#### Source text
"""

When news of Israeli-American joint attacks on Iran began circulating on Saturday, many users of X did not race to the latest headlines. They raced to the archives. Within hours, decade-old posts by Donald Trump — in which he repeatedly warned that then-President Barack Obama would “manufacture” a war with Iran to boost his re-election prospects — resurfaced en masse.
There were thousands of fresh replies, quote-posts, and some pointed comparisons to the current moment of violent irony.
Iran’s foreign affairs minister Seyed Abbas Araghchi also pulled out an old Trump ‘tweet’ that said Obama would start a war to divert from his domestic political performance.
Araghchi wrote: “(Israel PM Benjamin) Netanyahu and Trump’s war on Iran is wholly unprovoked, illegal, and illegitimate.”

"""

Labeling and segmentation records:
"""

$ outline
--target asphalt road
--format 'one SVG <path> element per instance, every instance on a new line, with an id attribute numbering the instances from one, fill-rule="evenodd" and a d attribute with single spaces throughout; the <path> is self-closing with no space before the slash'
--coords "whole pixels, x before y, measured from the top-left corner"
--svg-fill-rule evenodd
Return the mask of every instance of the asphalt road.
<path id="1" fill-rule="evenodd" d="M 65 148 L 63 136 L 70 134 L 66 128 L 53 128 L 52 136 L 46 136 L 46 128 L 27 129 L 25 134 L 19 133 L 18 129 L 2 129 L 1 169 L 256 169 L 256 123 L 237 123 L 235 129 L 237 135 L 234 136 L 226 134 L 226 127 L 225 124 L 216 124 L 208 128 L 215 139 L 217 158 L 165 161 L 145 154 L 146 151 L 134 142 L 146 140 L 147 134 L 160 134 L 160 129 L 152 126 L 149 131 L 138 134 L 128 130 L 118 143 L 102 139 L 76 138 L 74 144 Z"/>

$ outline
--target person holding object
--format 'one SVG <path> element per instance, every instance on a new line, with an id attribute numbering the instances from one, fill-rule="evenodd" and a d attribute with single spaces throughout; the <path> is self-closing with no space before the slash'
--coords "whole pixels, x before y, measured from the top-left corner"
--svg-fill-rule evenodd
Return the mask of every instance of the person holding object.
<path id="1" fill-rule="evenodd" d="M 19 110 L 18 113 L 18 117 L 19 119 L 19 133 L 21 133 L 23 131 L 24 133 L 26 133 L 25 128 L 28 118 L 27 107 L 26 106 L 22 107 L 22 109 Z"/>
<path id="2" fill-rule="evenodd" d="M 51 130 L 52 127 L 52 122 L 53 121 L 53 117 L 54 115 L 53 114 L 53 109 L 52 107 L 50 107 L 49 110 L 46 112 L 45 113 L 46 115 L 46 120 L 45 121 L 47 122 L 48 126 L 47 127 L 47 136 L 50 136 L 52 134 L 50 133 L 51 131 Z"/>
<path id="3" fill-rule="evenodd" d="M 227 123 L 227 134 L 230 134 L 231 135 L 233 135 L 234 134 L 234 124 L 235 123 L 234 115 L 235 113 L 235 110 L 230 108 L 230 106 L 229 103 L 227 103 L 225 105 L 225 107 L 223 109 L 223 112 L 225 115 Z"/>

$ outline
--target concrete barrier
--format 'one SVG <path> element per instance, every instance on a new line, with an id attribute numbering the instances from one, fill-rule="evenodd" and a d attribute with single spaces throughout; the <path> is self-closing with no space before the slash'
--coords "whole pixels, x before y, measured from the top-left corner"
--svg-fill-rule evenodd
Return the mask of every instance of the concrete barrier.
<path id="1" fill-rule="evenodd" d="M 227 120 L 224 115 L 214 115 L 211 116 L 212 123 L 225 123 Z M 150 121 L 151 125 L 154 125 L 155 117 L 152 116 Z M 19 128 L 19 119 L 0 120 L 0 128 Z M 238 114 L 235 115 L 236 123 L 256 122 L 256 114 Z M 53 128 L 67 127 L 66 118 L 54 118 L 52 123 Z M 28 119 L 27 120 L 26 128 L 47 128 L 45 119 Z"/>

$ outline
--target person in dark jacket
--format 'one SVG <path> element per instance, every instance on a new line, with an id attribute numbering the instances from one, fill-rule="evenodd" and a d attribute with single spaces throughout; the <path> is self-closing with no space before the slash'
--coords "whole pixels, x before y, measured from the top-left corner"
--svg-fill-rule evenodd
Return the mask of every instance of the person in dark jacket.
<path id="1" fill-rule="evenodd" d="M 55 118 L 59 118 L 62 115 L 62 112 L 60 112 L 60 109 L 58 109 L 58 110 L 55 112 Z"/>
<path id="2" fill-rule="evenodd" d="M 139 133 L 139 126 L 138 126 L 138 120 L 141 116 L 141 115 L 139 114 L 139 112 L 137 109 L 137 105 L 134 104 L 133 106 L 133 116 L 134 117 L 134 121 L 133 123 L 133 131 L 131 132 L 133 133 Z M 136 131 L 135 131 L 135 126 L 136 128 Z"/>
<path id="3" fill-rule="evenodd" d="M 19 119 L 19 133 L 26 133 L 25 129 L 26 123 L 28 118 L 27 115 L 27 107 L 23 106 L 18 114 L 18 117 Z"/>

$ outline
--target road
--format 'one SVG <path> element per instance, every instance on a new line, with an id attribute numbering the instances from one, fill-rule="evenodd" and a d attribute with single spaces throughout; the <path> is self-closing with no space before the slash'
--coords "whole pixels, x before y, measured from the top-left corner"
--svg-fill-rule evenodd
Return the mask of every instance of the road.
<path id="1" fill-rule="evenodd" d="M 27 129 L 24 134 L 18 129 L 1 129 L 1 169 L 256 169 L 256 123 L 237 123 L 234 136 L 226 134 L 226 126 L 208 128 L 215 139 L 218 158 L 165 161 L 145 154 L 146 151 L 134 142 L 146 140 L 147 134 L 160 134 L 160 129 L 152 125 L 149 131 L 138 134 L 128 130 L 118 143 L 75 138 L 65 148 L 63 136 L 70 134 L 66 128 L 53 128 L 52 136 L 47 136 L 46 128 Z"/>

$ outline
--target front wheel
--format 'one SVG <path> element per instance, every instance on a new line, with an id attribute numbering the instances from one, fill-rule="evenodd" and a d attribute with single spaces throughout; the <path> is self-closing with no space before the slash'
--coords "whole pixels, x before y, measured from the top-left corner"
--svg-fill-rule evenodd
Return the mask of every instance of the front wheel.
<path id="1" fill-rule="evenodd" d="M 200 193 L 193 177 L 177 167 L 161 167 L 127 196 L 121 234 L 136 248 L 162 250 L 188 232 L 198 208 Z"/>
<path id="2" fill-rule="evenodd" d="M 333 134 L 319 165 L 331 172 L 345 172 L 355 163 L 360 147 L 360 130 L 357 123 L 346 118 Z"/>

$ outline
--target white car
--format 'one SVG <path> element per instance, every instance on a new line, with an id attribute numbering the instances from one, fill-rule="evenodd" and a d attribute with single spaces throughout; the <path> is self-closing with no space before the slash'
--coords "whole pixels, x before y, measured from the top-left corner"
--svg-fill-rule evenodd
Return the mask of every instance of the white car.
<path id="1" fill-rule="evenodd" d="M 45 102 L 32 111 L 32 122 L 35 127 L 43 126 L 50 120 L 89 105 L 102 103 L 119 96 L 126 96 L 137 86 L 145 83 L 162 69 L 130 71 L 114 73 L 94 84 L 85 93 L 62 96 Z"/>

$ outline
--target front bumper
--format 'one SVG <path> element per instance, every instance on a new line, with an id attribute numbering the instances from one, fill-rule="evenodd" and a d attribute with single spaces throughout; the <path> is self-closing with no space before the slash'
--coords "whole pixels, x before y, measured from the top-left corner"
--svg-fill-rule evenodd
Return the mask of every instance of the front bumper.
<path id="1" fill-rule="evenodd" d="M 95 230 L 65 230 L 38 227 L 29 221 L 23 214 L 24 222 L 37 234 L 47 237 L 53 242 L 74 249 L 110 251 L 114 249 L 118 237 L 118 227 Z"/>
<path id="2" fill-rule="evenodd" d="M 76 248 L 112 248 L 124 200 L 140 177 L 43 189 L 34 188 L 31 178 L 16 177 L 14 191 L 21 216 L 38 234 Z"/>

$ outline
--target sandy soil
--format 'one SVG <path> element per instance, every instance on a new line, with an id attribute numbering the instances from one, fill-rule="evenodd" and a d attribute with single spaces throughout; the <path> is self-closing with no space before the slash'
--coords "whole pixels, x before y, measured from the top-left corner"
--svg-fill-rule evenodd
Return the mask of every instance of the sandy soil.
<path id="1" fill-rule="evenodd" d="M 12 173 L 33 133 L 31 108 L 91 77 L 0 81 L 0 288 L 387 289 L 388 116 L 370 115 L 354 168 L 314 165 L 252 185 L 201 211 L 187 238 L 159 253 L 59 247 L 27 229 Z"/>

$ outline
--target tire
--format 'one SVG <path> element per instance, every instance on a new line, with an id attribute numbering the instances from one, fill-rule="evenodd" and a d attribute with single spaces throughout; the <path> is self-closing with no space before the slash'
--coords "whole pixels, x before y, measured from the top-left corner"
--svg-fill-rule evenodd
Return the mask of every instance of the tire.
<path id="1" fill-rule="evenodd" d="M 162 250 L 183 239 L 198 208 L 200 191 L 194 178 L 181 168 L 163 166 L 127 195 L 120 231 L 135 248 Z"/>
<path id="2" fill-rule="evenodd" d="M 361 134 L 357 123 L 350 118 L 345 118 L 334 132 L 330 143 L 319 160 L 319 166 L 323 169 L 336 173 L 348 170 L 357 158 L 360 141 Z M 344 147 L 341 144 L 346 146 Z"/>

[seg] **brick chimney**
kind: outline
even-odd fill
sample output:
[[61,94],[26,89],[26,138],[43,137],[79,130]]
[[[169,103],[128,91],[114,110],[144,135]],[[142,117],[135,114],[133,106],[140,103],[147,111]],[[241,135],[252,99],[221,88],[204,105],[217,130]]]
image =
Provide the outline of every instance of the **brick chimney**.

"""

#### What is asked
(1) Answer these from the passage on Trump's resurfaced Iran posts:
(a) According to his old posts, what did Trump warn Obama would "manufacture"?
(b) What position does Seyed Abbas Araghchi hold?
(c) Which three words did Araghchi use to describe the war on Iran?
(2) Pick up the passage on Trump's resurfaced Iran posts after its final sentence and write the next paragraph.

#### Per-task outputs
(1)
(a) A war with Iran.
(b) Iran's foreign affairs minister.
(c) Unprovoked, illegal, and illegitimate.

(2)
Another of Trump’s posts attracting renewed attention is from October 22, 2012, when he, as a realtor-businessman with political ambitions, wrote: “Don’t let Obama play the Iran card in order to start a war in order to get elected — be careful Republicans!”
The warning was issued during the final stretch of that year’s US presidential campaign in which Obama defeated Mitt Romney.
Also being widely circulated is an earlier post from November 29, 2011, in which Trump declared: “In order to get elected, @BarackObama will start a war with Iran.”
Trump has showed a “third term” ambition despite the fact that the US Constitution allows only two.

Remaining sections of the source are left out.